▸ YOUR INSTRUCTIONS
Can you retype only the lines from the one with "of the soccer" through the final line of the material, exactly as given?

· · · · ·

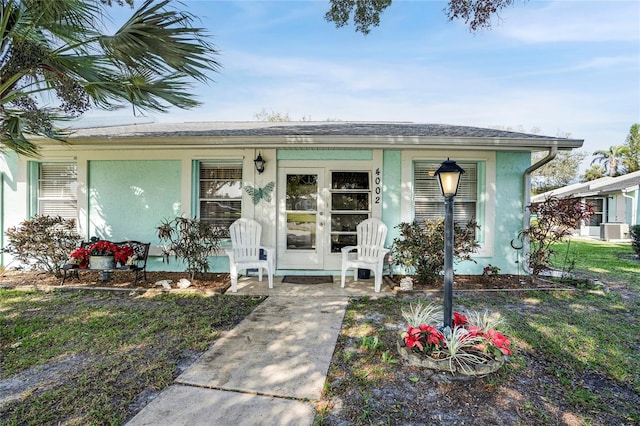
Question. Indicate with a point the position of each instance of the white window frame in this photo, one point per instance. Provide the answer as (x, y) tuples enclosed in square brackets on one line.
[(433, 198), (222, 164), (62, 190)]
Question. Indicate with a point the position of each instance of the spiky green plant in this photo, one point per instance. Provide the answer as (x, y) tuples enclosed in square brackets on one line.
[(459, 351), (420, 313)]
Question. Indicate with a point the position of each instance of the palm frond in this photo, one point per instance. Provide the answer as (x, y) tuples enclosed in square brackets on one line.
[(164, 41), (422, 314)]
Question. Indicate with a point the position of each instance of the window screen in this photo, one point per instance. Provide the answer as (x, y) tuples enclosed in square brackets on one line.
[(220, 193)]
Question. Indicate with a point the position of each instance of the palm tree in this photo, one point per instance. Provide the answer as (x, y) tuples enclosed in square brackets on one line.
[(57, 49), (610, 159)]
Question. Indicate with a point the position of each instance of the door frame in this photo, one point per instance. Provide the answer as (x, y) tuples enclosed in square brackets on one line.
[(301, 259)]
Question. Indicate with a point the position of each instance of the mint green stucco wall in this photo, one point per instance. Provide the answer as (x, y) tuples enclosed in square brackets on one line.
[(391, 192), (325, 154), (510, 167), (128, 199)]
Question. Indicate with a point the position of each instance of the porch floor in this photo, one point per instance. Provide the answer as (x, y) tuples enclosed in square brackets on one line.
[(249, 285)]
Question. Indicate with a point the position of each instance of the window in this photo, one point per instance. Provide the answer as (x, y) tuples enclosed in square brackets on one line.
[(428, 199), (57, 190), (350, 205), (220, 193)]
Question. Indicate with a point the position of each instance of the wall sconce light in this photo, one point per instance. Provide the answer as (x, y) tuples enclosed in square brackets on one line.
[(259, 162), (449, 177)]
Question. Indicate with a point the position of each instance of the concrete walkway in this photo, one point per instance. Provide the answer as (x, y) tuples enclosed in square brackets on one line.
[(270, 369)]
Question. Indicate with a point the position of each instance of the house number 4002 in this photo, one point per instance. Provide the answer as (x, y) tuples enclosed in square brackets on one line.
[(378, 186)]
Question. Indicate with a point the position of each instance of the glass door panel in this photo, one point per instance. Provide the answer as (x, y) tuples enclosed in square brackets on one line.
[(300, 238)]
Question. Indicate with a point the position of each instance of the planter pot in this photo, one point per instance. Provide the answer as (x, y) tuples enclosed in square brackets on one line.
[(102, 262), (447, 365)]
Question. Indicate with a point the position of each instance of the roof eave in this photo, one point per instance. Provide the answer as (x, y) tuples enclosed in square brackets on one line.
[(332, 141)]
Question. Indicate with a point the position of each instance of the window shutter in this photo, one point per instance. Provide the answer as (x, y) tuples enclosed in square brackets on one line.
[(57, 190), (220, 193), (428, 199)]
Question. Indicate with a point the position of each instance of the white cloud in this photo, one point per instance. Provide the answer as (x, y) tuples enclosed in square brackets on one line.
[(572, 21)]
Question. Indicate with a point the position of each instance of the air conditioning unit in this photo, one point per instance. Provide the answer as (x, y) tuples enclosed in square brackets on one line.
[(613, 231)]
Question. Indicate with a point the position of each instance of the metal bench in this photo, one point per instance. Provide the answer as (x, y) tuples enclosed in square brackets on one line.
[(140, 250)]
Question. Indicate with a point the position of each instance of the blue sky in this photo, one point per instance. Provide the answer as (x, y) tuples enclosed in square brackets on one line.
[(558, 66)]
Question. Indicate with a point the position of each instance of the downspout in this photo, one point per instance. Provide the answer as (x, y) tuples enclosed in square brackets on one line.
[(526, 216)]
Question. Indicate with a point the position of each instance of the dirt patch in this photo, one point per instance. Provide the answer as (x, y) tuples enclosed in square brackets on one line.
[(209, 282)]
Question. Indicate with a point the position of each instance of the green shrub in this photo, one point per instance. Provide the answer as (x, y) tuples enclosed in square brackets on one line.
[(635, 238), (556, 219), (44, 242), (421, 247), (191, 240)]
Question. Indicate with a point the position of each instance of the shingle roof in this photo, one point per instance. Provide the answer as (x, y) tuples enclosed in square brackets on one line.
[(321, 134), (259, 128)]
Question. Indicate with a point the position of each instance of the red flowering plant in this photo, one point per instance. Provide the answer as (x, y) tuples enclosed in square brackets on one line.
[(80, 257), (123, 254), (472, 339)]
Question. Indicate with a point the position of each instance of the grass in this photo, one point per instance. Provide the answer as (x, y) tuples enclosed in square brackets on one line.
[(595, 258), (577, 354), (101, 352)]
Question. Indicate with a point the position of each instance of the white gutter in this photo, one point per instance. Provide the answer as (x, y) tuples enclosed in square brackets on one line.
[(553, 151)]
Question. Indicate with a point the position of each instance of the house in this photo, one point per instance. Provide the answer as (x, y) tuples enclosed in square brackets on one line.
[(320, 179), (615, 201)]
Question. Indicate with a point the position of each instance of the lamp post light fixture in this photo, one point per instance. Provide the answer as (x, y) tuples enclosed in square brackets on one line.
[(449, 178), (259, 162)]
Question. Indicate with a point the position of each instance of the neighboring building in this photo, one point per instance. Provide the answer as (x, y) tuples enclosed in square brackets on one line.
[(319, 181), (615, 201)]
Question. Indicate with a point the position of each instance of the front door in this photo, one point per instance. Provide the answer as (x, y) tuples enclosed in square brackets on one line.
[(301, 218)]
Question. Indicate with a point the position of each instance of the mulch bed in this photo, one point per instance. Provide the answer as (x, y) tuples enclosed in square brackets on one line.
[(219, 282), (484, 282), (211, 282)]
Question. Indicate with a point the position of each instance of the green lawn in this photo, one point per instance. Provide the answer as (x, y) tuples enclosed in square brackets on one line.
[(86, 358)]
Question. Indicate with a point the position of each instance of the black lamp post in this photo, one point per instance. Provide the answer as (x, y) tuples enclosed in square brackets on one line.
[(259, 162), (449, 178)]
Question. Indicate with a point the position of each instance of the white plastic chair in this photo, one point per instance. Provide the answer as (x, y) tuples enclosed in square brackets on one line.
[(245, 251), (371, 235)]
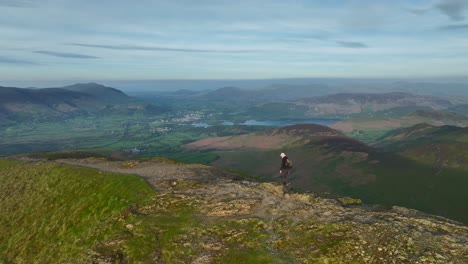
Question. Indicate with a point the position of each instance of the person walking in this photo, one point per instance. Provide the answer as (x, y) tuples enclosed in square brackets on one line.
[(284, 171)]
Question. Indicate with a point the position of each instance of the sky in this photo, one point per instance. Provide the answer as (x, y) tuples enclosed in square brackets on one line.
[(88, 40)]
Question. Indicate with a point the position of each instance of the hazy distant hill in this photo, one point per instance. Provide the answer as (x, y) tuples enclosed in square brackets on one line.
[(275, 92), (433, 117), (354, 103), (99, 91), (41, 104)]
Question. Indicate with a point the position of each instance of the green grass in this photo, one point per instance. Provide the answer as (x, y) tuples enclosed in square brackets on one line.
[(56, 214), (367, 136)]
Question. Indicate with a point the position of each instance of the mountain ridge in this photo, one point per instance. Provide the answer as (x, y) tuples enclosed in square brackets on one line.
[(203, 215)]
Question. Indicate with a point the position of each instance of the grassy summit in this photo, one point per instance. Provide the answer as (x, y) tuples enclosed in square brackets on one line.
[(58, 213)]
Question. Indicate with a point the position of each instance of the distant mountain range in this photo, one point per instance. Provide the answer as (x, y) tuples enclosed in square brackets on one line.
[(433, 117), (46, 103)]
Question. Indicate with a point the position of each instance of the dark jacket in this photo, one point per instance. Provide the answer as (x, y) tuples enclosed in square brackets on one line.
[(283, 163)]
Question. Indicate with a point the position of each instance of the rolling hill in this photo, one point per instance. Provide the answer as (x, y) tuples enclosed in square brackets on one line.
[(355, 103), (20, 104), (331, 162), (432, 117), (92, 210)]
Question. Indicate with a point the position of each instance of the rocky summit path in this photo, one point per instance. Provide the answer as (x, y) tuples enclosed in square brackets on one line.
[(304, 224)]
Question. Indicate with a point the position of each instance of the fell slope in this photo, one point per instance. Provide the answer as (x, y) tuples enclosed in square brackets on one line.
[(340, 165), (198, 214), (354, 103)]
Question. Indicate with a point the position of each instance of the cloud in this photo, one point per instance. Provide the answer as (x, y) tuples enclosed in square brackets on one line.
[(66, 55), (419, 11), (7, 60), (153, 48), (17, 3), (455, 27), (453, 8), (351, 44)]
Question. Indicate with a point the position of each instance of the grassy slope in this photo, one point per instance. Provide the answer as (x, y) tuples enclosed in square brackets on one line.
[(56, 214), (387, 179)]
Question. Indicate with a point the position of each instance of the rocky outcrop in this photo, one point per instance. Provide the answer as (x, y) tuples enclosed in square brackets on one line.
[(253, 217)]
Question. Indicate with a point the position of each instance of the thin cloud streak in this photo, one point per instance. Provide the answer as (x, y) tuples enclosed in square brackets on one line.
[(453, 8), (454, 27), (351, 44), (66, 55), (17, 3), (7, 60), (153, 48)]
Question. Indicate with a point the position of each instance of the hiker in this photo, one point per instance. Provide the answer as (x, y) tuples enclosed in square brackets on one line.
[(284, 171)]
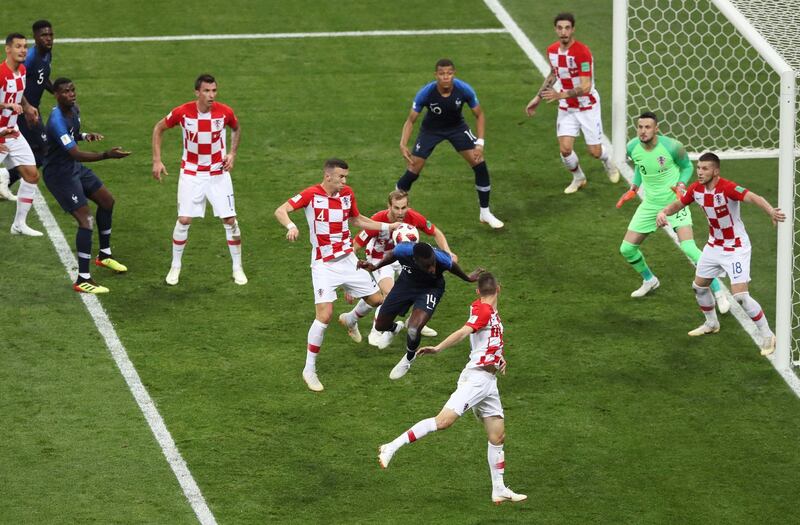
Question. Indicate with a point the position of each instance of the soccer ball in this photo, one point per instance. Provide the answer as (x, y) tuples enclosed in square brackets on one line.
[(405, 233)]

· · · · ·

▸ ANSWER FOR THE TASK
Question. Indicate with a point the position of each instance of the soccer ball in this photo, one point per instance. Provide the answer as (x, y) tuples enclosed in square brackets on one line.
[(405, 233)]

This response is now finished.